**Working data:**
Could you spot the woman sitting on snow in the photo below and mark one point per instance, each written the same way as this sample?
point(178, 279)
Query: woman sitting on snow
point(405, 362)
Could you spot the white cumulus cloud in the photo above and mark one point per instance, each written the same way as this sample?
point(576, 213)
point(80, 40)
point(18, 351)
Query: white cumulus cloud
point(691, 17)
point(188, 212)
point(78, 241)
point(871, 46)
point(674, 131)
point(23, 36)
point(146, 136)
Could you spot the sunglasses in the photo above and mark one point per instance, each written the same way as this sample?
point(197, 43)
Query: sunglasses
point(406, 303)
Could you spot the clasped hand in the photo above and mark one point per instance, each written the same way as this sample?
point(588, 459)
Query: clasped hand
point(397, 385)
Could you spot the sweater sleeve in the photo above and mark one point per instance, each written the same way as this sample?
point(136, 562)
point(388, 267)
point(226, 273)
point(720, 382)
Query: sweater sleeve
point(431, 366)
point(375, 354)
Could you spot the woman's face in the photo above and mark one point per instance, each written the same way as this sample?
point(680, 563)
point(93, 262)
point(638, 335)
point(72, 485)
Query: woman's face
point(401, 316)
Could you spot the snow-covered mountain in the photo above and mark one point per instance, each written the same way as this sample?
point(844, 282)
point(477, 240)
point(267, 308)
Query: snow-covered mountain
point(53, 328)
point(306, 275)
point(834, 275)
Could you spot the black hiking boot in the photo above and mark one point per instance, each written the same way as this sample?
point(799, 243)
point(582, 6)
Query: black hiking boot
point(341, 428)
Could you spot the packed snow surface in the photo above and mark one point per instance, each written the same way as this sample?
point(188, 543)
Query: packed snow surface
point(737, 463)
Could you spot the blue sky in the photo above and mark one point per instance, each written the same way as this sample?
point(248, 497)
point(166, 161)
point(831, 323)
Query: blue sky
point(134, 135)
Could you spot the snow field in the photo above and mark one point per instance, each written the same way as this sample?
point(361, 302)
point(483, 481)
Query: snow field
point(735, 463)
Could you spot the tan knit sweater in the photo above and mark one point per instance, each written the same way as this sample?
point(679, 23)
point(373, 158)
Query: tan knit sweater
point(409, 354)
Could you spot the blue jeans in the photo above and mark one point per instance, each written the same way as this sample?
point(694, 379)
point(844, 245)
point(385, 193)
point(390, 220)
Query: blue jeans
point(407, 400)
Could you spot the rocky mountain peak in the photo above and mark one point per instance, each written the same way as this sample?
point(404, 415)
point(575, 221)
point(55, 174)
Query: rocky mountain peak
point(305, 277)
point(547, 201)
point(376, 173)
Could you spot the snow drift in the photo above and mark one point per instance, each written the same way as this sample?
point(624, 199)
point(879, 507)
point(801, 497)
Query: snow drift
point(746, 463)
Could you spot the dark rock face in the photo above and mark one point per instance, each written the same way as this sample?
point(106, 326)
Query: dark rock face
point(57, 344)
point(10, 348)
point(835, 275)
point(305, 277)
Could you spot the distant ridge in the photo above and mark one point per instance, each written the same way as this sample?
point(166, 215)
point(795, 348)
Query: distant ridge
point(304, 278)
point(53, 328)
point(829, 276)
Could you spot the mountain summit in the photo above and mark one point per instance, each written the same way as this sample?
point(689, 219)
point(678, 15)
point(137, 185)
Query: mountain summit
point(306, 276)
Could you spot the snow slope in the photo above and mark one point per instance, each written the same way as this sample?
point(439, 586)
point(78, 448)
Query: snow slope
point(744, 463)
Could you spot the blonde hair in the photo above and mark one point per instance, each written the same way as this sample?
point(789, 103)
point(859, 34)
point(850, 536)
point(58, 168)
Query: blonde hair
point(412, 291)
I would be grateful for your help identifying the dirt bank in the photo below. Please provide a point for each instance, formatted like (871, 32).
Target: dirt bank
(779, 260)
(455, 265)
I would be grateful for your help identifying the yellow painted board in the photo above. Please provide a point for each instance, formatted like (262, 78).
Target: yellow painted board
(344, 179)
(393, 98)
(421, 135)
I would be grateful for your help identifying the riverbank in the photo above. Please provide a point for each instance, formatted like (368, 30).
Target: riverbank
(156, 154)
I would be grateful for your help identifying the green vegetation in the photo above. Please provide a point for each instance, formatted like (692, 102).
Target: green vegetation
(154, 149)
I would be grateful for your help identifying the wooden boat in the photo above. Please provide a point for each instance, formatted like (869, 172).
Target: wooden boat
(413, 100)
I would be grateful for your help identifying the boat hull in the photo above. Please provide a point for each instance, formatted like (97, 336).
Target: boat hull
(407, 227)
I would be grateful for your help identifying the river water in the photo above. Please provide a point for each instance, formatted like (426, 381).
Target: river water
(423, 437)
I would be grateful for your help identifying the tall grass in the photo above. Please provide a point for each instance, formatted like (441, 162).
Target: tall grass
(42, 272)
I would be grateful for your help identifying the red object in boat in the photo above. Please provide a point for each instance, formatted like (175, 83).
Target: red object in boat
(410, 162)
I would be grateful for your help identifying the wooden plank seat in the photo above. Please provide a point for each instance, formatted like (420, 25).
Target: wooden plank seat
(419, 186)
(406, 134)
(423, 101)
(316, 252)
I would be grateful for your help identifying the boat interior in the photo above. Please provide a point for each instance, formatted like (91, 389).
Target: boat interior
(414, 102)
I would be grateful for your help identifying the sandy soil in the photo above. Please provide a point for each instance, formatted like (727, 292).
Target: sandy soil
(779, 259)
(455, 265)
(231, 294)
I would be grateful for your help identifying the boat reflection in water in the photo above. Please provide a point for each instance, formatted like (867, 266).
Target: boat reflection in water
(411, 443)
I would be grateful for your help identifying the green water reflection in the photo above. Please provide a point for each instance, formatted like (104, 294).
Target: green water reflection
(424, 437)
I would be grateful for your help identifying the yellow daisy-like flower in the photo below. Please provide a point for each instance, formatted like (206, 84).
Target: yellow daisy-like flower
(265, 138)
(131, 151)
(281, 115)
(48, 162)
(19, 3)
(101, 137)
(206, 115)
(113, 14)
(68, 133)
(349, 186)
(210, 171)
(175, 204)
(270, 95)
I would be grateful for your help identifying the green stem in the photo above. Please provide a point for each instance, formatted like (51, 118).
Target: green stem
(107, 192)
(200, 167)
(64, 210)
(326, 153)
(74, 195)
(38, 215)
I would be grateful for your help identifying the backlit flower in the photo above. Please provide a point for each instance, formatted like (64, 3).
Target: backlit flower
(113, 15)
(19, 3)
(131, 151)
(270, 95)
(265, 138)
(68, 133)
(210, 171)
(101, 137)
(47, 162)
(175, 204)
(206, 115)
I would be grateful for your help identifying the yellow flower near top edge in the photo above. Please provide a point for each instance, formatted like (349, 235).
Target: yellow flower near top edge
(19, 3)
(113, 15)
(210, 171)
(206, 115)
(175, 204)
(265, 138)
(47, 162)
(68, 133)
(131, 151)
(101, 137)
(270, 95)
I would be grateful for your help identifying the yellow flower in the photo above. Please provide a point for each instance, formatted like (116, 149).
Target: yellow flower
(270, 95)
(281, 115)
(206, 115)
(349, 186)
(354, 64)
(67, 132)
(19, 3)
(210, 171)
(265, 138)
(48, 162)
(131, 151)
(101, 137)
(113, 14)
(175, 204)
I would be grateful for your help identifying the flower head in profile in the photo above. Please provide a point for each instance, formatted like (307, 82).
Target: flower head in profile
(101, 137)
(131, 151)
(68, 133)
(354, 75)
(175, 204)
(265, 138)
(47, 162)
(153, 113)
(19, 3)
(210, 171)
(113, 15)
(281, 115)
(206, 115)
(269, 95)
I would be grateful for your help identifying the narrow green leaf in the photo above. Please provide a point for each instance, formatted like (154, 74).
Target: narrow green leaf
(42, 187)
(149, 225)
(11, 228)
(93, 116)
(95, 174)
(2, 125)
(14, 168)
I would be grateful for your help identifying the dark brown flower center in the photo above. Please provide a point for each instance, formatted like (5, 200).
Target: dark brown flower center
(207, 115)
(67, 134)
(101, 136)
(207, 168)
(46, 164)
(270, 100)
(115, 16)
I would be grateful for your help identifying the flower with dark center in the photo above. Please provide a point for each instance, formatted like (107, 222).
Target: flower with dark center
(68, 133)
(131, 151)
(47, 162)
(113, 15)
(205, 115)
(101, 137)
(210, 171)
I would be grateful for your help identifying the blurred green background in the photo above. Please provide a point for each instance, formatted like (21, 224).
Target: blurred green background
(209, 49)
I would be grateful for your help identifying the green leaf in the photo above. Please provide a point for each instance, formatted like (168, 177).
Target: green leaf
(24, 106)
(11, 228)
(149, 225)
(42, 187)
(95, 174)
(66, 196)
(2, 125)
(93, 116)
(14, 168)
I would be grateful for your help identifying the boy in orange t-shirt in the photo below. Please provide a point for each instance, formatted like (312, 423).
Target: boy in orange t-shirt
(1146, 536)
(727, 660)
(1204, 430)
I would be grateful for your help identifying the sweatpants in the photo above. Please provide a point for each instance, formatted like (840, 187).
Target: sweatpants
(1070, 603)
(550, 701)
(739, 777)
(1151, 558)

**Task prompt:**
Starting at the first line of the entries and ending at the line that contains "point(405, 362)", can you lay out those lines as a numbered list with any blank lines left out?

**Result for this exercise:**
1. Could you spot the woman sitting on snow in the photo below and mark one point per instance, each written the same way as this sample?
2. point(178, 279)
3. Query: woman sitting on snow
4. point(405, 362)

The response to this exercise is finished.